## Goal of the exercise
Only one portion of the data is to be written out: from the line bearing "x=160 y=289" through the line bearing "x=616 y=454". Write it exactly as it appears.

##### Supplied material

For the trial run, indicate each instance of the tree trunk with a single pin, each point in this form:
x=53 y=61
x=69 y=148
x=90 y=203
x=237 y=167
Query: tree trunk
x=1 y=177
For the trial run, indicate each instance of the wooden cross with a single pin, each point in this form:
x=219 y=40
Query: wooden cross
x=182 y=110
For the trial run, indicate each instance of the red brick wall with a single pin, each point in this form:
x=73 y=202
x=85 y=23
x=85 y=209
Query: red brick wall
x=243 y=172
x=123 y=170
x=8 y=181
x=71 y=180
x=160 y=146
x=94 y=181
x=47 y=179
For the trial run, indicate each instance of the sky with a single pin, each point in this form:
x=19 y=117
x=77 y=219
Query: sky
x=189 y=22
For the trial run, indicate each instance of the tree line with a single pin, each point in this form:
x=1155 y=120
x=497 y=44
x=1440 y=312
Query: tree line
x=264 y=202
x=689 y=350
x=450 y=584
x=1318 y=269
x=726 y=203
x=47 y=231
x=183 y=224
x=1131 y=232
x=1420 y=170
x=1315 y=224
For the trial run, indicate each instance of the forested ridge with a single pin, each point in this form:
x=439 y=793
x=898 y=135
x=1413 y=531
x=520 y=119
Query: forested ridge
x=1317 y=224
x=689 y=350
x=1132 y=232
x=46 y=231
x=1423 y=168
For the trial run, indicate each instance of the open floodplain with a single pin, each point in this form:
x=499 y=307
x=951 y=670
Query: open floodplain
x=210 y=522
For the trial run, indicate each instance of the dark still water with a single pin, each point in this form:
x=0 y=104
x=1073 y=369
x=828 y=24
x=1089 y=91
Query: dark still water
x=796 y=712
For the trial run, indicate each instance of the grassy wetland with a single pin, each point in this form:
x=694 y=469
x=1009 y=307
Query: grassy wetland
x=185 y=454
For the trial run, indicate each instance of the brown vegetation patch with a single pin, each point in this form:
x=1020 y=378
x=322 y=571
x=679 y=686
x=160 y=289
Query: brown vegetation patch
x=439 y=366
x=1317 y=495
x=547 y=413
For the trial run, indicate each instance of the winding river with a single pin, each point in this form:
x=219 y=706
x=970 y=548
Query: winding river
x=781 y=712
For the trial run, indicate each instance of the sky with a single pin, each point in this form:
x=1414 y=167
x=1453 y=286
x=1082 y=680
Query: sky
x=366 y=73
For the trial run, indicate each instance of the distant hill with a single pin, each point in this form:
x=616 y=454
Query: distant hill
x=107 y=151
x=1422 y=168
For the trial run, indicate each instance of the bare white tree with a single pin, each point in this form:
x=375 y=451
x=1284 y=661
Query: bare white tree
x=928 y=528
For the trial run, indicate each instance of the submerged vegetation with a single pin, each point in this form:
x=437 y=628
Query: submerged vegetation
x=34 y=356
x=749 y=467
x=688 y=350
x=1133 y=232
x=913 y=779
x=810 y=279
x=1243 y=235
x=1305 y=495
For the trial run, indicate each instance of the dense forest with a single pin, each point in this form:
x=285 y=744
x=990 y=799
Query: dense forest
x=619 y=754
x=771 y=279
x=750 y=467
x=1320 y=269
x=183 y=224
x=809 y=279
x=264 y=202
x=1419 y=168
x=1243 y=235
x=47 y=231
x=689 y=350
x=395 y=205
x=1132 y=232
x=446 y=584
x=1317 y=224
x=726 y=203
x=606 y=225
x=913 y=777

##########

## Solution
x=160 y=289
Query: brown vegetation patch
x=439 y=366
x=1317 y=495
x=547 y=413
For the trial run, indicate each instance of the winding river with a single pin, each point in this form:
x=219 y=706
x=970 y=548
Query: winding river
x=781 y=712
For the trial run, indicate each instance of the sky with a single pin, each point in this form:
x=1414 y=167
x=1453 y=286
x=1082 y=680
Query: sky
x=366 y=73
For the trial run, indicate each instance of the distant hill with a single pin, each point in this form:
x=616 y=454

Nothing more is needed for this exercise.